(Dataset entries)
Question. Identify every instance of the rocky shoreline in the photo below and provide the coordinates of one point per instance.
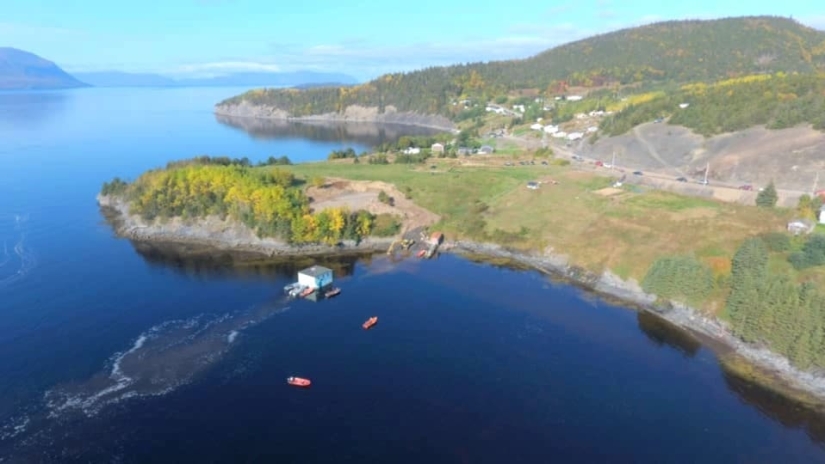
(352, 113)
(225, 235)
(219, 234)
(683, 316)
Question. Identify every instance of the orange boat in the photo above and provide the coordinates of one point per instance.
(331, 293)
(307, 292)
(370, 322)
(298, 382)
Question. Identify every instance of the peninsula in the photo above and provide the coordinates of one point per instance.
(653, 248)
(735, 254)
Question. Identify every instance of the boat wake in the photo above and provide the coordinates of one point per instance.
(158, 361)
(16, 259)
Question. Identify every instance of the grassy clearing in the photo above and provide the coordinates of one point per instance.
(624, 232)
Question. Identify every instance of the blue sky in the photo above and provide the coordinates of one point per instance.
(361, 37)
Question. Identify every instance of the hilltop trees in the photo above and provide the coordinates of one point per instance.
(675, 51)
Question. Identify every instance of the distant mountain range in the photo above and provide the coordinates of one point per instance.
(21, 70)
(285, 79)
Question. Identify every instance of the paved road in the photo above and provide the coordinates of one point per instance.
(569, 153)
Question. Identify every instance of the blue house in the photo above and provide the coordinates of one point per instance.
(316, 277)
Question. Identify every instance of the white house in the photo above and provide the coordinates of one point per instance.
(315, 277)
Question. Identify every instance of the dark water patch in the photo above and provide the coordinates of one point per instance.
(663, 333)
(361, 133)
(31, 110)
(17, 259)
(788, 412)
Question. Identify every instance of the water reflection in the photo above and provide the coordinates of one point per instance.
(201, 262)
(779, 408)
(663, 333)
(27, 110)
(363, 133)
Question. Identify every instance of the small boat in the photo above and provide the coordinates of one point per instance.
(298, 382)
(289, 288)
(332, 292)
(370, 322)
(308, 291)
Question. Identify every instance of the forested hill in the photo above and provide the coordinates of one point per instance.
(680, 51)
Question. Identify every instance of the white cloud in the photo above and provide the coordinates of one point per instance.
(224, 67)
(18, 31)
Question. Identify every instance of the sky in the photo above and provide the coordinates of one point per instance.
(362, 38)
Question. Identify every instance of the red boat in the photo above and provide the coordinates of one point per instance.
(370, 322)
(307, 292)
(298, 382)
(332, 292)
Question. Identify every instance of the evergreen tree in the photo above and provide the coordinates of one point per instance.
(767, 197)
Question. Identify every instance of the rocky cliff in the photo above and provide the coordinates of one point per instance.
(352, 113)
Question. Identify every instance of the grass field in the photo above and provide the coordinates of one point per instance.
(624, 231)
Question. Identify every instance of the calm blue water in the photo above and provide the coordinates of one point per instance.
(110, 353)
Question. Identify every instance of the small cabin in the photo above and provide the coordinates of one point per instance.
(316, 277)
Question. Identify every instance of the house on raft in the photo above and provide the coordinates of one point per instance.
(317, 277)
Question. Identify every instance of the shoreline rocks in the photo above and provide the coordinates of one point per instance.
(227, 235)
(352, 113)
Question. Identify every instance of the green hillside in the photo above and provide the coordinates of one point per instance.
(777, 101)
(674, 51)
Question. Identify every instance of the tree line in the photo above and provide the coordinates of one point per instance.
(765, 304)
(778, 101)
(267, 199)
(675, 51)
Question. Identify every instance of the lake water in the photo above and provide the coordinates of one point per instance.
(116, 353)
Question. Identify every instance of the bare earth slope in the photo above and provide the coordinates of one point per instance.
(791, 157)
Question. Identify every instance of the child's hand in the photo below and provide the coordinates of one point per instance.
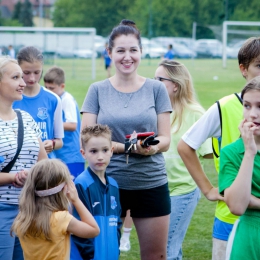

▶ What is being asked: Would you please set down the data above again exactly, without its pictures?

▶ Solution:
Question. Identify every instance of the rocky shoreline in the photo below and provide the coordinates of one point per instance.
(352, 113)
(225, 235)
(219, 234)
(683, 316)
Question. Identify every instance of the orange boat in the photo above and provide the coordinates of one point per instance.
(331, 293)
(307, 292)
(370, 322)
(298, 382)
Question. Identify every instance of the peninsula in the photo above and provide the coordinates of one point per instance.
(653, 248)
(735, 254)
Question. Identify every instance of the boat wake in the photo above and provide the coordinates of one point per instance.
(158, 361)
(16, 259)
Question. Identify every instance of the grassy clearing in the photo above and provide the coordinates of one point per instance.
(624, 232)
Question. Identify every instance of the blue sky in the photo above and provide the coordinates of one point per instance.
(361, 37)
Question. Identify every instance of the hilltop trees in the photo above and provide the coordinates of one point per instance.
(675, 51)
Question. Identify every instance of the distant mountain range in the photo above and provide the coordinates of one point per instance.
(21, 70)
(285, 79)
Question. Identify every instance of the paved road in the photo above and provide the coordinates of one point per instance.
(569, 153)
Question. Identify every instance of the blue house in the photo above and provide the coordinates of one point per instance.
(316, 277)
Question. Identify every instance of the white house in the photo above and provide the coordinates of one point per instance.
(315, 277)
Question. Identify every instance of the dark water patch in the photo above and provide the coordinates of one point per instance.
(663, 333)
(361, 133)
(31, 110)
(17, 259)
(788, 412)
Question. Identify every instance of the water reflection in the photo above and provide the coordinates of one point per instance.
(201, 262)
(779, 408)
(663, 333)
(27, 110)
(363, 133)
Question. Identify every instance of the small boat in the photo above and provide the coordinates of one point per instance.
(298, 382)
(289, 288)
(332, 292)
(370, 322)
(308, 291)
Question. Identify every instance of the forested hill in the photo above and provide the coordinates of one point per instance.
(680, 51)
Question. Identify every instance of the white cloud in the photo above and provide the coordinates of one point per instance.
(224, 67)
(18, 31)
Question. Identify every instance of the sky in the photo above and provide the coordinates of one point per instance.
(362, 38)
Question. Identify every instance of the red boat in the photo above and provide the coordinates of one point per instance.
(370, 322)
(307, 292)
(298, 382)
(332, 292)
Question. Identify every instance of the evergreen tree in the photo above and provide the coordinates of one point per instance.
(767, 197)
Question. Identify every instance of the rocky cliff in the photo above and provide the coordinates of one point per instance.
(352, 113)
Question. Identify every instance of the grass field in the photo above and provide the coordinates of one point per instance.
(624, 231)
Question. Identify every instance of the calm blue water in the photo above and provide the coordinates of one point per instance.
(110, 353)
Question. Identify every instance of the small cabin in the photo above and provide the coordinates of one point per instance.
(316, 277)
Question. Identify every instance of the house on raft in the photo above and provide the coordinates of one point per instance.
(317, 277)
Question. Identify every instance of the shoreline rocks in the photo above and provide the coordinates of one point per instance.
(227, 235)
(352, 113)
Question. Identify every instance of the green hillside in the photo above and provide the coordinates of one point per instance.
(777, 101)
(674, 51)
Question. Identify every instance of the tree line in the photo above and provide the coordinates of one point per instance.
(765, 304)
(778, 101)
(267, 199)
(675, 51)
Question. Identify every instance of the lake water in the photo above and provide the coordinates of one point per instance.
(116, 353)
Question. Identify every instance of the bare earth slope in the photo above and provide the coordinates of one point per instance.
(791, 157)
Question. Identify every instance of the child's hand in the photo below and provide the coordinates of one point per instance.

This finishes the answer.